Data records:
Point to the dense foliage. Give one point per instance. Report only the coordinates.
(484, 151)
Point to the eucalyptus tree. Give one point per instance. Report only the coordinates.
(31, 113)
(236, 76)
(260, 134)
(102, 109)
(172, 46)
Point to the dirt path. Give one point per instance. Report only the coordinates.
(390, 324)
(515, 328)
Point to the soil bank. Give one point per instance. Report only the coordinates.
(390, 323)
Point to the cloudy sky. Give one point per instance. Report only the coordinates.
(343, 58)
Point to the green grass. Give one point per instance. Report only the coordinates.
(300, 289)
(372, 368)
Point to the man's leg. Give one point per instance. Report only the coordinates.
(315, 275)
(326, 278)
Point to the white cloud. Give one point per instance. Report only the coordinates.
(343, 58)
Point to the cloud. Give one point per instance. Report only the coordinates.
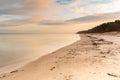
(96, 18)
(64, 2)
(13, 22)
(51, 22)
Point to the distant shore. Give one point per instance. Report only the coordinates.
(94, 57)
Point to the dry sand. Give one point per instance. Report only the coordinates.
(94, 57)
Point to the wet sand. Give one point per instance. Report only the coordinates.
(94, 57)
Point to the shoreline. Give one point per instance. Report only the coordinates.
(91, 58)
(21, 64)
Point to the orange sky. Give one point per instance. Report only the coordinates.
(55, 16)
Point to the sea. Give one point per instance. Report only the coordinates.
(16, 50)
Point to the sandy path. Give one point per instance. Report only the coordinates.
(91, 58)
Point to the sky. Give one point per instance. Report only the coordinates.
(55, 16)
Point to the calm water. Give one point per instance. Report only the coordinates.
(22, 48)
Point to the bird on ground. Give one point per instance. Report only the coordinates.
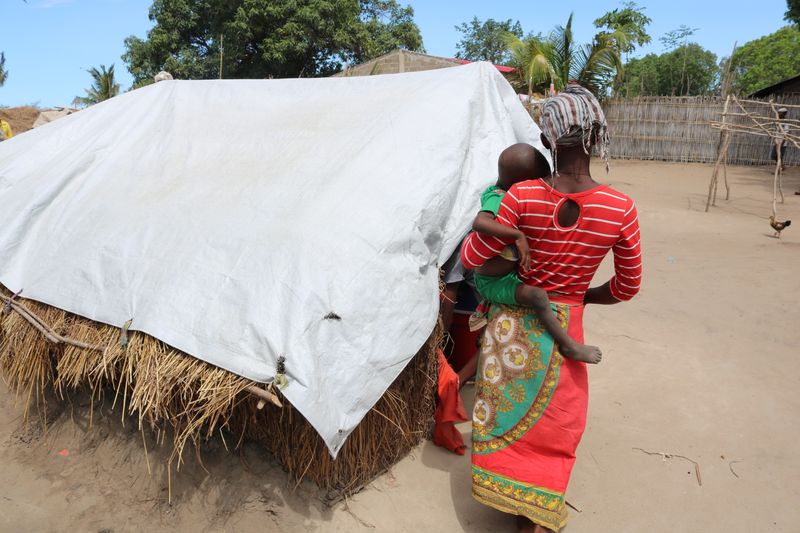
(779, 226)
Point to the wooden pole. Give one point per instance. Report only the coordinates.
(221, 52)
(722, 153)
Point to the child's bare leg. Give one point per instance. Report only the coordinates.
(537, 299)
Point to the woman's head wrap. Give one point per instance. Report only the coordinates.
(573, 118)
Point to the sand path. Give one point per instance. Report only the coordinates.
(701, 364)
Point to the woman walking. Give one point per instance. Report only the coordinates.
(530, 404)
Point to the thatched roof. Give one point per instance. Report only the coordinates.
(20, 119)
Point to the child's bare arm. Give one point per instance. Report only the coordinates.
(486, 224)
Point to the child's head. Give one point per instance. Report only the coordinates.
(520, 162)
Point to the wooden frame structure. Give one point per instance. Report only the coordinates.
(763, 121)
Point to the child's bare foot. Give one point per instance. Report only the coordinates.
(582, 352)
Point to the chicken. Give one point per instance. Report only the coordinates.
(778, 226)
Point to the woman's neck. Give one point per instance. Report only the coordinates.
(573, 170)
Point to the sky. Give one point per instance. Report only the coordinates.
(49, 44)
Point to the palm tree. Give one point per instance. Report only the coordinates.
(103, 87)
(557, 59)
(3, 71)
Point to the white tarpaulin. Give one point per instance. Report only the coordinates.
(227, 218)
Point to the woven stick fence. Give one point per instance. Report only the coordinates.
(680, 129)
(45, 351)
(754, 118)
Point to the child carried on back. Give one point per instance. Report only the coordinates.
(497, 280)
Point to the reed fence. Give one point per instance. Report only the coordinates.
(679, 129)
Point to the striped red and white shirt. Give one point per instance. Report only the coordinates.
(564, 260)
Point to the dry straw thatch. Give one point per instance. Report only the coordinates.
(172, 393)
(680, 129)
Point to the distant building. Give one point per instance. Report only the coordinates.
(792, 85)
(400, 60)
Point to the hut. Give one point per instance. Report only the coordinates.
(280, 248)
(401, 60)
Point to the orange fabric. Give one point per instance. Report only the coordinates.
(450, 409)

The problem: Set the entries down exactly, but not the pictures.

Written answer:
Point to the dense foliage. Give one point per instance. Report only the coordinates.
(484, 151)
Point to the eucalyptus tree. Give one point per instance. Report only the coordinates.
(31, 113)
(236, 76)
(260, 134)
(102, 109)
(172, 46)
Point to the dirt path. Give one point per instance. Report only the coordinates.
(390, 324)
(515, 328)
Point to the soil bank. Give one point per instance. Report only the coordinates.
(390, 323)
Point to the cloudy sky. Give one point per instance. Report only the coordinates.
(343, 58)
Point to the green grass. Give one point per instance. Report only the coordinates.
(300, 289)
(372, 368)
Point to the man's leg. Give one point per instance. Report only the coordinates.
(315, 275)
(326, 278)
Point to the white cloud. Give one point per instance. Report only the coordinates.
(343, 58)
Point to the cloud. Give one point per instance. Report only the coordinates.
(96, 18)
(64, 2)
(13, 22)
(51, 22)
Point to the distant shore. Give one point per instance. Report only the coordinates.
(94, 57)
Point to the dry sand. Give one point per instance. Report only the coordinates.
(94, 57)
Point to the wet sand. Give one point per instance. Report only the coordinates.
(94, 57)
Point to the shoreline. Give one point per instance. Report only the coordinates.
(91, 58)
(21, 64)
Point to the orange sky. Give one point per instance. Report only the coordinates.
(55, 16)
Point to the sea. Give one point per instance. Report only the coordinates.
(16, 50)
Point to the sandy path. Give one point per instance. Report only the coordinates.
(91, 58)
Point to the sky. Give one point per instance. Report only the coordinates.
(55, 16)
Point to the calm water. Give one point per instance. Report only the coordinates.
(22, 48)
Point to the bird on ground. Give one point per instance. Report only the coordinates.
(779, 226)
Point to the wooden pole. Give one point per instance. Report only the coordinates.
(221, 52)
(722, 153)
Point to the child's bare leg. Give one point per instance. Report only the coordinates.
(537, 299)
Point to the woman's head wrap. Give one point per instance. Report only the coordinates.
(573, 118)
Point to the sand path. Give one point per instance. Report only the coordinates.
(701, 364)
Point to the woman walking. Give one point per instance. Report only the coordinates.
(530, 404)
Point to the thatched roof. Give one point per instance. Report only the coordinates.
(20, 119)
Point to the child's bare arm. Give one point per instance. Report only the coordinates.
(486, 224)
Point to the child's head. Give one point per instance. Report only the coordinates.
(520, 162)
Point to the wooden frame structure. Give one point per instance. Report only the coordinates.
(763, 121)
Point to the child's bare foot. Give one point per instance. Report only the coordinates.
(582, 352)
Point to the chicken. Give one point per instance. Report only the coordinates.
(778, 226)
Point to the woman's neck. Give one point per instance. Report only the coordinates.
(573, 170)
Point to the sky. Give one point per instance. Report only the coordinates.
(49, 44)
Point to the palm tree. Give one point per instance. Report only the coordinates.
(103, 87)
(557, 59)
(3, 71)
Point to the white tarpaulin. Give one point per instance. Report only the coordinates.
(227, 218)
Point to the woven stick fence. Give one point per instance. Report only the coordinates.
(680, 129)
(45, 351)
(754, 118)
Point to the child carried on back. Give one point per instance. Report only the coordinates.
(497, 280)
Point to the reed fence. Give one point per instance. Report only the coordinates.
(679, 129)
Point to the striped red and white shirt. Give one point per instance. Report only the coordinates.
(564, 260)
Point to the dry straw thatch. Give one point per instance. Report only the coordinates.
(172, 393)
(680, 129)
Point to the distant building. Give one point per instance. Report only the coordinates.
(792, 85)
(400, 60)
Point to the hut. Give one point per instance. Report only the coordinates.
(280, 248)
(401, 60)
Point to the orange fabric. Give one point per instance. Report only the coordinates.
(450, 409)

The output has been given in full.